▸ **Required tasks**
A. List every full calendar date (day, month, and year) that appears in the judicial review excerpt.
B. Translate this sentence from the judicial review excerpt into Spanish: "The applicant did not file any further documents under the April 2016 Orders."
C. Write the next part of the judicial review excerpt, picking up after its final sentence.

Judicial Review Application – grounds

  1. The Judicial Review Application contains the following grounds:

    1.A relevant consideration was not taken into consideration under s 36(2A)(d) – the non-citizen will be subject to cruel or inhuman treatment or punishment.

    (e) –  the non-citizen will be subjected to degrading treatment or punishment.

    2. Also under s.5H 1(a) – in a case where the person has a nationality – is outside the country of his or her nationality and, owing to a well-founded fear of persecution, is unable or unwilling to avail himself or herself of the protection of that country.

  2. The applicant reiterated these grounds of review in his affidavit filed on 15 March 2016 in support of the Judicial Review Application.

Judicial Review Application – pre-hearing process

  1. On 27 April 2016 the Court ordered that the applicant file and serve any:

    a)amended application giving particulars of the grounds of application;

    b)further affidavits; and

    c)outline of submissions.

    (“April 2016 Orders”).

  2. The applicant did not file any further documents under the April 2016 Orders.

Judicial Review Application – hearing

  1. The Judicial Review Application was heard on 28 February 2017. Notwithstanding his non-compliance with the April 2016 Orders, the applicant was given the opportunity to make oral submissions in support of his application. The applicant’s oral submissions can relevantly be summarised as follows:

    a)that based on Australian laws he met the requirements to be a refugee;

    b)that the Tribunal was wrong in its conclusions that the applicant did not have a well-founded fear of persecution if he was to return to China because it was inconsistent with the description that he gave;

    c)that the Tribunal made a logical mistake;

    d)that the international community had accepted quite a number of famous Chinese citizens as refugees, including the Nobel Peace Prize winner, Liu Xiao Bo, and said that if Liu Xiao Bo could  be recognised as an international refugee then the applicant should be able to get the same result, and it was important to recognise that in China they had “implemented the political mind education” whereby “the communist party will make sure that you believe everything the party says or do are correct”: Transcript at page [6];

    e)that he did not want to live in an environment where all government departments are controlled by communist party members and that to live in such an environment is persecution;

    f)that in China the government “rapes public opinion”: Transcript at page [6], and that whilst in China he had tolerated this silently whereas people such as Liu Xiao Bo had fought back increasing their reputation as well as further physically harming them, which was just like a rape case, and it was a logical mistake to say that those who fought back are victims and that those who do not fight back are not victims;

    g)he will be facing inhumane treatment if he returns to China; and

    h)that the mistake in his case lies in the law and that cannot be used as a reason to reject his application because there had been a logical mistake, and that if Liu Xiao Bo and the Dalai Lama could be considered refugees then he fell into the same category, and that the only difference is that when they were raped they fought back and received more physical harm, but he realises that if he fights back it is useless and it will bring more harm to him and his family and therefore he kept silent.

▸ **Excerpted data**
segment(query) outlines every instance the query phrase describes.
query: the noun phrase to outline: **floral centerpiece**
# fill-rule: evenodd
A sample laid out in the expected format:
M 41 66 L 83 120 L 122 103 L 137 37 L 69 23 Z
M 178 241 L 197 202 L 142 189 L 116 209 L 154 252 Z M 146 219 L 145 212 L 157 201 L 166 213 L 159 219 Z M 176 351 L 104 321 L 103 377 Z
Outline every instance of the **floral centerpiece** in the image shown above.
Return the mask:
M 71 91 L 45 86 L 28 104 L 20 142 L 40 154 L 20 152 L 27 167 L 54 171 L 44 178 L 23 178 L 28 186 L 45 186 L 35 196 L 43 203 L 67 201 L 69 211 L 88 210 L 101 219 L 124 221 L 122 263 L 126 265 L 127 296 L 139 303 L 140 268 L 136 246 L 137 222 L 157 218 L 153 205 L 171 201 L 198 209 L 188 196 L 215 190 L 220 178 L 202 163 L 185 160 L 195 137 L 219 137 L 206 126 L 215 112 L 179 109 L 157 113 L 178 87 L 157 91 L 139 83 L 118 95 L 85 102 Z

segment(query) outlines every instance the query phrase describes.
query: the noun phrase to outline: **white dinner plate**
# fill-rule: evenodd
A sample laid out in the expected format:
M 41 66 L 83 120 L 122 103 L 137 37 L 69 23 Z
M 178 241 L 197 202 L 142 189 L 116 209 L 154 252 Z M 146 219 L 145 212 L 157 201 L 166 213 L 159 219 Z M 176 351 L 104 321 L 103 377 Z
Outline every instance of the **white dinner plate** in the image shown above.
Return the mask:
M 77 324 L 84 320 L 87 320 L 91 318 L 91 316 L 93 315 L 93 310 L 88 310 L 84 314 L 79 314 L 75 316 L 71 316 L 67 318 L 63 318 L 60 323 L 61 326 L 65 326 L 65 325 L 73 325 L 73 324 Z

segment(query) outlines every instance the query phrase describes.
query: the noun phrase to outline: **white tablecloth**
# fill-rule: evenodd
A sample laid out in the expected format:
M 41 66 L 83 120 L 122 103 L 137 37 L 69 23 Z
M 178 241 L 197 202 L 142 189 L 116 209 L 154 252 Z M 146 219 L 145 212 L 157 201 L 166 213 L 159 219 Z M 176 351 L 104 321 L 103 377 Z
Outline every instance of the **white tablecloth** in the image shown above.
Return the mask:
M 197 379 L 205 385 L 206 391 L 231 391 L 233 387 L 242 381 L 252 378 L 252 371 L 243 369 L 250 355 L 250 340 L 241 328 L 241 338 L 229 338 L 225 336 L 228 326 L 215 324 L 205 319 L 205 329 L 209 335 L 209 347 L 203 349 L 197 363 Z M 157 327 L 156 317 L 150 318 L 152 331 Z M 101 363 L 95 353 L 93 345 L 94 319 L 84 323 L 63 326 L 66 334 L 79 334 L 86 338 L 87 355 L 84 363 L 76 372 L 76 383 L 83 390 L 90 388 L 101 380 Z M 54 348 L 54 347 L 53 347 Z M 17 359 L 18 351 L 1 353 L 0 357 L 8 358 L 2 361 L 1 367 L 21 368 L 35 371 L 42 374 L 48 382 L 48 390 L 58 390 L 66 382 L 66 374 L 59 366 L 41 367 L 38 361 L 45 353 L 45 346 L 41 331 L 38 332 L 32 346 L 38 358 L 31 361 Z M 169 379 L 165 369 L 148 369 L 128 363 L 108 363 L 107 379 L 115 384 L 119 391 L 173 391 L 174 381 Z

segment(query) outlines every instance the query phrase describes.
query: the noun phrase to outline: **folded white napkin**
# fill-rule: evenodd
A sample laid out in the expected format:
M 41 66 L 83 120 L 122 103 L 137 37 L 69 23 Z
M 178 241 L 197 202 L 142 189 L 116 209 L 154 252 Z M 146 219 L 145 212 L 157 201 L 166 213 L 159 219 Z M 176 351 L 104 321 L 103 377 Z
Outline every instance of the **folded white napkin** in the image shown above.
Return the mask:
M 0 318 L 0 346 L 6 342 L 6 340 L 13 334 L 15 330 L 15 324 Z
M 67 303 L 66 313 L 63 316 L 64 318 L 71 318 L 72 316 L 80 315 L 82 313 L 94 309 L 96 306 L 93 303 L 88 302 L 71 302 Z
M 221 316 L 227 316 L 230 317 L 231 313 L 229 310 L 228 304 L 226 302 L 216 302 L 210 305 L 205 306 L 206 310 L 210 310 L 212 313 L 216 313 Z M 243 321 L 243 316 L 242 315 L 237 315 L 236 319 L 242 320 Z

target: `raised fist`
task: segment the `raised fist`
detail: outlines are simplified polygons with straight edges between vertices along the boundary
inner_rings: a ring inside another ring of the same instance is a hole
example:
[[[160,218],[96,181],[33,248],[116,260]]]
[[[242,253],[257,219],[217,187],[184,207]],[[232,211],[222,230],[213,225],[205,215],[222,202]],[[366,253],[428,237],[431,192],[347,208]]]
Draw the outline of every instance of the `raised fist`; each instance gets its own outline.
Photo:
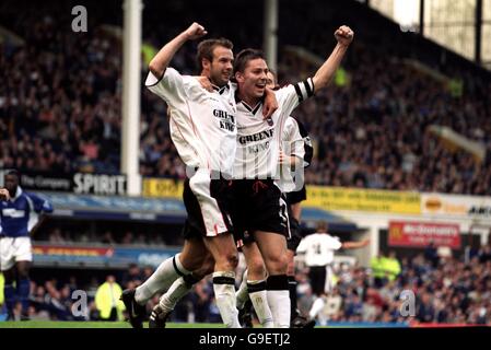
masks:
[[[347,25],[341,25],[336,32],[335,37],[339,44],[348,46],[351,44],[354,37],[353,31]]]
[[[204,36],[208,34],[207,31],[204,31],[204,27],[196,22],[194,22],[187,30],[186,30],[186,36],[188,39],[194,40],[197,38],[200,38],[201,36]]]

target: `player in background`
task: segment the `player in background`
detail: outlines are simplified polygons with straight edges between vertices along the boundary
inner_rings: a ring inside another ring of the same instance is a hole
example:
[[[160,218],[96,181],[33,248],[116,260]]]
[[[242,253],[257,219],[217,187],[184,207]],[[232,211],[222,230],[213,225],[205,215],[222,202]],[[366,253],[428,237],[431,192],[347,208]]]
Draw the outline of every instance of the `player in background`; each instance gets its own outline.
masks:
[[[262,54],[247,49],[235,59],[234,71],[239,101],[236,114],[238,148],[233,172],[233,187],[237,198],[235,203],[238,208],[234,209],[234,225],[236,231],[253,235],[258,244],[268,270],[267,299],[277,327],[290,327],[287,205],[281,198],[281,189],[274,183],[282,128],[287,117],[299,103],[327,86],[334,77],[353,39],[353,32],[347,26],[341,26],[335,36],[338,45],[314,78],[274,92],[279,108],[269,120],[261,117],[264,108],[261,96],[266,90],[268,72]],[[264,287],[264,283],[261,284]],[[174,287],[166,294],[184,295],[189,288],[184,279]],[[176,301],[172,298],[164,306],[166,294],[152,311],[151,323],[159,324],[162,320],[165,325],[165,319]]]
[[[5,279],[3,295],[10,320],[14,320],[16,301],[22,305],[21,320],[28,319],[31,233],[40,224],[44,213],[52,212],[48,200],[23,191],[19,183],[17,171],[5,172],[4,186],[10,198],[0,202],[0,266]]]
[[[121,295],[135,328],[142,327],[145,304],[155,293],[167,290],[179,277],[192,279],[191,271],[209,269],[209,265],[214,270],[213,290],[222,319],[227,327],[239,327],[234,288],[237,250],[231,234],[227,180],[236,150],[235,91],[230,84],[233,45],[223,38],[198,45],[198,66],[201,75],[213,84],[213,92],[202,89],[195,78],[168,68],[186,42],[206,34],[203,26],[192,23],[149,65],[145,85],[171,109],[171,137],[190,176],[183,194],[188,219],[182,253],[163,261],[142,285]],[[207,259],[208,252],[213,259]]]
[[[327,223],[319,222],[316,232],[305,236],[296,252],[305,254],[305,265],[308,267],[308,279],[316,300],[312,304],[308,316],[315,319],[325,306],[324,298],[332,290],[332,262],[335,252],[358,249],[369,245],[370,240],[360,242],[343,242],[327,233]]]

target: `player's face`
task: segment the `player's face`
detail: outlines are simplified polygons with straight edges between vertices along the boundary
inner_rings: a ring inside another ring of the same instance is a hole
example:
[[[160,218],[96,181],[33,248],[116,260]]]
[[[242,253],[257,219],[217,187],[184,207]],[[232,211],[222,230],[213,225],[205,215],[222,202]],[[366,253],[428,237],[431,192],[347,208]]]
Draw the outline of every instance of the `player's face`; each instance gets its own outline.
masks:
[[[15,175],[5,175],[4,183],[10,197],[15,197],[15,192],[19,186],[19,178]]]
[[[234,54],[231,49],[217,46],[213,49],[213,61],[210,66],[210,80],[213,84],[223,86],[232,77]]]
[[[266,90],[267,74],[268,65],[262,58],[249,60],[244,72],[236,75],[241,92],[248,97],[261,98]]]
[[[278,85],[277,85],[277,80],[276,80],[274,74],[271,72],[268,72],[268,74],[266,74],[266,77],[267,77],[266,78],[266,88],[277,89]]]

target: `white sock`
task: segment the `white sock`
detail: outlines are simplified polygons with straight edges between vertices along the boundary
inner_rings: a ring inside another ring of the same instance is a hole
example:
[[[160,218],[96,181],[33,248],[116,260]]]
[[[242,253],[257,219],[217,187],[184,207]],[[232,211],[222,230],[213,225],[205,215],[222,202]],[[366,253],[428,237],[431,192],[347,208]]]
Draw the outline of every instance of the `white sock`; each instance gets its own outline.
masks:
[[[238,291],[235,293],[235,298],[237,300],[237,308],[244,308],[244,304],[249,299],[249,293],[247,292],[247,269],[244,270],[244,275],[242,276],[241,287]]]
[[[184,295],[189,293],[192,284],[186,283],[184,278],[178,278],[172,283],[171,288],[161,296],[159,304],[165,313],[169,313],[176,307],[176,304]]]
[[[226,328],[241,328],[235,300],[235,272],[213,272],[213,291],[217,306]]]
[[[315,317],[317,317],[317,314],[324,308],[325,305],[326,303],[324,302],[324,299],[322,296],[317,298],[312,304],[311,311],[308,312],[308,316],[312,319],[315,319]]]
[[[250,301],[256,311],[257,318],[264,328],[273,328],[271,308],[268,304],[268,293],[266,291],[266,280],[247,281]]]
[[[290,292],[288,290],[267,291],[267,296],[274,328],[290,328]]]
[[[137,288],[137,292],[135,293],[137,303],[140,305],[147,304],[153,295],[167,290],[180,276],[190,273],[180,264],[179,256],[180,253],[163,261],[155,272],[143,284]]]
[[[268,304],[277,328],[290,328],[290,290],[287,275],[269,276],[267,280]]]

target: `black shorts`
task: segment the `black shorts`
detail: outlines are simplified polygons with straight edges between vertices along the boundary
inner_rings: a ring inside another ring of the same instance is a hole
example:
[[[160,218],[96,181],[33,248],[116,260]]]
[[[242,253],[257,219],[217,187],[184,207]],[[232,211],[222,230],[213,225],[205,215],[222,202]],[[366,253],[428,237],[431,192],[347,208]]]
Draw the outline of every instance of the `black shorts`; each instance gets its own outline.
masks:
[[[235,240],[250,242],[255,231],[290,235],[287,201],[272,179],[233,182]]]
[[[184,182],[183,200],[188,214],[183,232],[185,240],[232,232],[231,185],[226,179],[211,179],[206,173],[196,173]]]
[[[287,202],[289,206],[300,203],[302,200],[307,199],[307,192],[305,190],[305,185],[300,190],[287,194]]]
[[[312,292],[317,296],[326,292],[326,276],[327,269],[325,266],[311,266],[308,268]]]

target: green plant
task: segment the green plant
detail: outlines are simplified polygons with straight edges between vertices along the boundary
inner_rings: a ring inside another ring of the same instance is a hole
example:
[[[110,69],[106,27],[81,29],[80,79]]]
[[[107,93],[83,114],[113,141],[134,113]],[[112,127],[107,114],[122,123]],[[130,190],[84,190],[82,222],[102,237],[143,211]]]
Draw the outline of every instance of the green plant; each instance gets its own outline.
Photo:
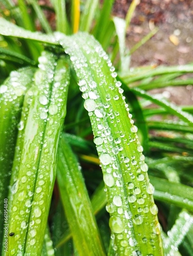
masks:
[[[114,1],[84,2],[80,20],[79,1],[52,2],[54,33],[47,7],[2,2],[20,26],[0,18],[2,254],[180,255],[181,244],[191,255],[192,108],[146,91],[189,84],[180,77],[192,65],[129,71],[125,31],[138,1],[125,20],[111,18]]]

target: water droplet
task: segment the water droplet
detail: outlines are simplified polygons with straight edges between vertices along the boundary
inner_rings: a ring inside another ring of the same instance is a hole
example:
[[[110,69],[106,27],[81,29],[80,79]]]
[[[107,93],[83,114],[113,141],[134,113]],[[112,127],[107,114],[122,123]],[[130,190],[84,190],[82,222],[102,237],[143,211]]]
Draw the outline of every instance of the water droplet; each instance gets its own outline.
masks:
[[[123,246],[123,247],[125,247],[126,246],[127,246],[128,245],[128,242],[126,240],[122,240],[121,241],[121,246]]]
[[[147,164],[145,163],[143,163],[141,165],[141,169],[143,172],[147,172],[148,170],[148,166]]]
[[[22,131],[24,128],[24,121],[20,121],[17,124],[17,129],[19,131]]]
[[[128,157],[126,157],[124,158],[123,161],[124,161],[124,163],[128,163],[128,162],[130,161],[130,159],[128,158]]]
[[[150,211],[153,215],[156,215],[158,212],[158,209],[155,204],[152,204],[149,207]]]
[[[154,193],[154,186],[151,183],[148,184],[146,186],[146,190],[149,195],[153,195]]]
[[[52,104],[49,106],[49,114],[50,115],[56,115],[58,111],[58,106],[56,105],[54,105],[54,104]]]
[[[111,74],[111,76],[112,76],[112,77],[113,77],[114,78],[115,78],[115,77],[116,77],[116,76],[117,76],[117,74],[116,72],[113,72]]]
[[[40,95],[39,97],[39,101],[42,105],[48,104],[48,100],[45,95]]]
[[[96,84],[96,82],[95,82],[94,81],[92,81],[90,83],[89,83],[89,86],[91,88],[93,89],[93,88],[95,88],[96,87],[97,84]]]
[[[112,187],[115,184],[115,181],[111,174],[104,174],[103,176],[104,182],[109,187]]]
[[[106,205],[106,210],[110,214],[112,214],[115,210],[115,205],[113,203]]]
[[[118,216],[111,216],[109,221],[109,225],[112,232],[120,233],[124,230],[124,224],[121,219]]]
[[[112,159],[108,153],[102,153],[99,157],[100,162],[104,165],[107,165],[111,163]]]
[[[42,190],[42,187],[37,187],[36,190],[37,193],[40,193],[41,190]]]
[[[30,245],[33,245],[35,243],[35,238],[33,238],[33,239],[31,239],[30,242]]]
[[[132,133],[137,133],[138,130],[137,127],[135,125],[132,125],[131,128],[131,131]]]
[[[39,206],[35,206],[34,209],[34,216],[36,218],[39,217],[41,214],[41,210]]]
[[[21,228],[23,228],[23,229],[25,229],[25,228],[27,228],[28,226],[28,223],[26,222],[26,221],[23,221],[21,223]]]
[[[145,176],[142,174],[139,174],[139,175],[137,176],[137,179],[139,181],[143,181],[143,180],[144,180],[144,179],[145,179]]]
[[[135,195],[139,195],[141,193],[141,189],[140,189],[139,187],[136,187],[134,189],[134,193]]]
[[[102,109],[101,110],[96,109],[95,110],[95,114],[97,117],[102,118],[104,116],[104,111],[103,111]]]
[[[135,195],[131,194],[127,197],[128,201],[130,203],[134,203],[137,200],[136,196]]]
[[[96,99],[98,98],[97,95],[93,92],[89,92],[89,96],[90,99]]]
[[[129,189],[133,189],[134,187],[134,184],[133,182],[128,182],[127,188]]]
[[[48,117],[48,113],[44,112],[41,112],[39,116],[41,119],[46,119],[46,118]]]
[[[90,112],[91,111],[94,111],[95,110],[96,104],[94,100],[87,99],[84,101],[84,106],[87,111]]]
[[[8,87],[5,84],[2,84],[0,86],[0,93],[4,93],[7,92],[7,89],[8,89]]]
[[[122,205],[121,198],[119,196],[115,196],[113,198],[113,202],[117,206],[121,206]]]
[[[29,234],[31,237],[34,238],[36,234],[36,230],[35,229],[32,229],[29,232]]]
[[[143,152],[143,147],[142,146],[141,146],[140,145],[137,147],[137,151],[138,152]]]
[[[134,223],[137,225],[140,225],[143,222],[143,217],[140,214],[137,214],[135,216],[133,221]]]
[[[24,176],[21,179],[21,181],[22,183],[25,183],[27,181],[27,176]]]
[[[142,197],[140,197],[137,199],[137,202],[139,204],[143,204],[145,202],[145,200]]]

▸ **In response**
A.
15 March 2016
27 April 2016
28 February 2017

B. El solicitante no presentó ningún otro documento en virtud de las Órdenes de abril de 2016.

C.
  2. The Minister filed written submissions and made oral submissions at hearing which can be summarised as follows:

    a)the applicant seeks to have the Court undertake impermissible merits review by making different findings on the same facts and submissions which were before the Tribunal;

    b)that whilst the Tribunal applied the test in relation to the complementary protection visa criterion, given the factual findings made by the Tribunal, it made no difference because the only logical conclusion following from the facts found was that the applicant was not entitled to a Protection Visa on Refugee Convention grounds; and

    c)consequently, the Tribunal Decision was not affected by jurisdictional error.

Consideration

Jurisdictional error required

  1. The Tribunal Decision is only liable to be set aside upon review by this Court if it involves jurisdictional error: Migration Act, ss.474 and 476; Plaintiff S157/2002 v Commonwealth [2003] HCA 2; (2003) 211 CLR 476; (2003) 77 ALJR 454; (2003) 195 ALR 24; (2003) 72 ALD 1 at [76] per Gaudron, McHugh, Gummow, Kirby and Hayne JJ. Further, an error by the Tribunal, will only constitute jurisdictional error if the Tribunal:

    a)identifies a wrong issue;

    b)asks the wrong question;

    c)ignores relevant material; or

    d)relies on irrelevant material,

    in such a way that the Tribunal’s exercise or purported exercise of power is thereby affected resulting in a decision exceeding or failing to exercise the authority or powers given under the relevant statute: Minister for Immigration & Multicultural Affairs v Yusuf [2001] HCA 30; (2001) 206 CLR 323; (2001) 75 ALJR 1105; (2001) 180 ALR 1; (2001) 62 ALD 225 at [82] per McHugh, Gummow and Hayne JJ.

Merits review

  1. This Court, in undertaking judicial review of a migration decision, is not to engage in merits review of the decision of the administrative decision-maker, here the Tribunal Decision: Minister for Immigration & Ethnic Affairs v Wu Shan Liang& Ors (1996) 185 CLR 259; (1996) 70 ALJR 568; (1996) 136 ALR 481; (1996) 41 ALD 1; CLR at 272 per Brennan CJ, Toohey, McHugh and Gummow JJ (“Wu Shan Liang”); Attorney-General (NSW) v Quin (1990) 170 CLR 1; (1990) 64 ALJR 327; (1990) 33 IR 263; (1990) 93 ALR 1; CLR at 35-36 Brennan J.

  2. The applicant’s grounds of review alleged that the Tribunal failed to consider a relevant consideration being ss.5H(1)(a) and 36(2A)(d) and (e) of the Migration Act. The Tribunal had regard to both those provisions. The abovementioned sections were referred to in the Tribunal Decision: CB 147 and 148 at [8]-[12], and s.36(2A) of the Migration Act was again referred to in the context of the Tribunal’s assessment of whether there was a real risk of significant harm if the applicant was to return to China now or in the foreseeable future: CB 151 at [28].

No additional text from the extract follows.